§ **Consegna scritta a**
Individua nell'elenco ogni riga che contiene la parola "tree" e ricopiala.

§ **Testo fornito**
==============================

Le emissioni di CO2 dai trasporti sono le uniche ad essere sostanzialmente aumentate in Europa nel periodo 1990-2022 (+26%). Il contributo del trasporto su strada è oggi pari al 70% delle emissioni da trasporto, e all’interno di quest’ultimo il peso delle automobili è pari al 60% (dettagli e infografiche disponibili qua). In Italia un quarto delle emissioni è dovuto ai trasporti, e le automobili italiane emettono circa 60 milioni di tonnellate di CO2 ogni anno, una cifra pari alle emissioni dell’intera Romania.
Vi è un accordo pressoché unanime da parte di chi studia le strategie di mitigazione (IPCC, IEA, EEA, tanto per citare alcuni tra i soggetti internazionali più autorevoli) circa il ruolo centrale dell’elettrificazione della mobilità, in parallelo alla decarbonizzazione della produzione di energia elettrica. Nel Sommario per i decisori politici del sesto Rapporto sul clima – WG3 (punto c.8), l’IPCC attribuisce una elevata confidenza al fatto che “I veicoli elettrici alimentati da elettricità a basse emissioni offrono il più grande potenziale di decarbonizzazione del trasporto terrestre, considerando l’intero ciclo di vita”.
Il passaggio alle auto elettriche è quindi un tassello fondamentale del percorso verso la decarbonizzazione dell’intero sistema energetico prevista dalla Legge europea sul clima, che ha definito a livello legislativo l’obiettivo della neutralità climatica al 2050 introdotto dallo European Green Deal. Il divieto di vendita di nuove auto endotermiche dal 2035, e la simultanea decarbonizzazione del settore elettrico, sono quindi inevitabili conseguenze degli obiettivi climatici europei, sottoscritti e comunicati in ambito UNFCCC con l’ultimo NDC europeo.

==============================

(Parte dell'elenco)
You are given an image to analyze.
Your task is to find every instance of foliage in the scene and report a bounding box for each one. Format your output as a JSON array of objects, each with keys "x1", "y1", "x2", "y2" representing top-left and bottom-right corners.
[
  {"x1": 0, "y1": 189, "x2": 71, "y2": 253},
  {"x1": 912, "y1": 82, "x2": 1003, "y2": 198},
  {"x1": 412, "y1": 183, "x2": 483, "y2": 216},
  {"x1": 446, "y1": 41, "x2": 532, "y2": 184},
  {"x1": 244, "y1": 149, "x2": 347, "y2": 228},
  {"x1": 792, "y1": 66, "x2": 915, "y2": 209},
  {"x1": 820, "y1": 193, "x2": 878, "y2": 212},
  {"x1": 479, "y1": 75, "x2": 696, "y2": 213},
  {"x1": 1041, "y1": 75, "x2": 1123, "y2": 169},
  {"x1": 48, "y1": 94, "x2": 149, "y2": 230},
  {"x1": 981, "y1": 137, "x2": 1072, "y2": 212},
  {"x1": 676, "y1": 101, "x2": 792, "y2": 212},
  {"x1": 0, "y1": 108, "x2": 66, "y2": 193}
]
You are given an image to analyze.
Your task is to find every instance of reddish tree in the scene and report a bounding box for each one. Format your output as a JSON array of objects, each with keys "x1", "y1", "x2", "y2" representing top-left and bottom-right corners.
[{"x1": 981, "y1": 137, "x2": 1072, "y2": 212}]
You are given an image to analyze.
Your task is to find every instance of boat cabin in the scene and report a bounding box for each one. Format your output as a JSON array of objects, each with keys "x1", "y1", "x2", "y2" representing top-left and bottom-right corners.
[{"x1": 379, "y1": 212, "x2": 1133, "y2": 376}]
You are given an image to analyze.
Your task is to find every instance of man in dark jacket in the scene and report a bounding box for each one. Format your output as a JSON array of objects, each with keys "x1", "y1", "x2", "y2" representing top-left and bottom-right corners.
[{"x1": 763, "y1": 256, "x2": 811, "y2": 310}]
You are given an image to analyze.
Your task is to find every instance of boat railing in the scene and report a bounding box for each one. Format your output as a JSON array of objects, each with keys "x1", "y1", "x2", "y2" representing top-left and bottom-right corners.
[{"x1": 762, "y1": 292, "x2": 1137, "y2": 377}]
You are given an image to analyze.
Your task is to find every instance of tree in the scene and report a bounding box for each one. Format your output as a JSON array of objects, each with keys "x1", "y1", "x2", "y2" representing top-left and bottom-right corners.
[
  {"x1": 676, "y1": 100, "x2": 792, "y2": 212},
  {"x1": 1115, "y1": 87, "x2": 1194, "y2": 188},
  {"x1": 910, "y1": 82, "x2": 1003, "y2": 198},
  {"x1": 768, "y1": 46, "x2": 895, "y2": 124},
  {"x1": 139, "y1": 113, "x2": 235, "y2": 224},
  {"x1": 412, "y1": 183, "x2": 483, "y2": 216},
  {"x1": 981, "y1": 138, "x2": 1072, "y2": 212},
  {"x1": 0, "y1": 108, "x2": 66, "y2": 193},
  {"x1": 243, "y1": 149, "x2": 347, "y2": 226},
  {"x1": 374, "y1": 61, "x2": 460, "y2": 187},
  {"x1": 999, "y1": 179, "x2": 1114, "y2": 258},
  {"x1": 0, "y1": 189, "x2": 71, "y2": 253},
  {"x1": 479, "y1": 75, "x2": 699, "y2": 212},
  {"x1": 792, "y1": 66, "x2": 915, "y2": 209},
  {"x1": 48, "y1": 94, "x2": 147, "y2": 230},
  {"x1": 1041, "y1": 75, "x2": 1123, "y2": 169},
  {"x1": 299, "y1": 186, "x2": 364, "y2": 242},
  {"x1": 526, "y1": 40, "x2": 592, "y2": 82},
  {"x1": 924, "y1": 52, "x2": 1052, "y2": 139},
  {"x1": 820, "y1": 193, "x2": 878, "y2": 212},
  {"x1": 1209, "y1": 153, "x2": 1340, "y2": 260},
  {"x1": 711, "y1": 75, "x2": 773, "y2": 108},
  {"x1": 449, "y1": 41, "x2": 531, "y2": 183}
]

==============================

§ **Consegna scritta b**
Secondo il testo fornito, di quanto sono aumentate in Europa le emissioni di CO2 dai trasporti nel periodo 1990-2022?

§ **Risposta completa a**
Your task is to find every instance of reddish tree in the scene and report a bounding box for each one. Format your output as a JSON array of objects, each with keys "x1", "y1", "x2", "y2" representing top-left and bottom-right corners.
Your task is to find every instance of tree in the scene and report a bounding box for each one. Format your output as a JSON array of objects, each with keys "x1", "y1", "x2", "y2" representing top-left and bottom-right corners.

§ **Risposta completa b**
Sono aumentate del 26%.